* [GIVEN RECORDS]:
----------
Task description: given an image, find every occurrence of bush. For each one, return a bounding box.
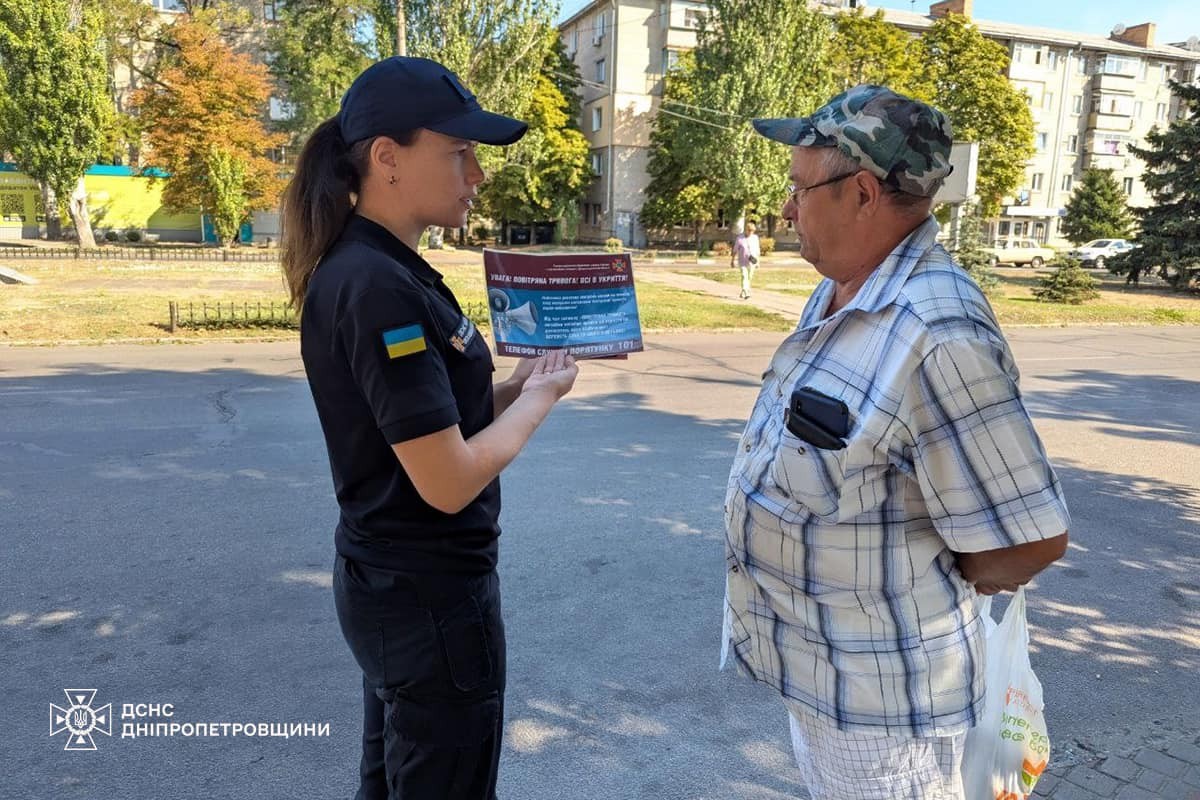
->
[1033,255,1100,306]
----------
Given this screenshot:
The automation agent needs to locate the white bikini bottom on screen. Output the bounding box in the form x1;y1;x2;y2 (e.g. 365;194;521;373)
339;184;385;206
----------
* [WHAT IS ASKED]:
Rewrite the lines from the line with "Task description: given" up to and including the line with "[1033,255,1100,306]", putting "instance" in place of "occurrence" and changing nothing else. Leave the pictures out of your answer.

* [CORRECT RESULT]:
Task description: given an image, find every instance of bush. For each one, return a bounding box.
->
[1033,255,1100,306]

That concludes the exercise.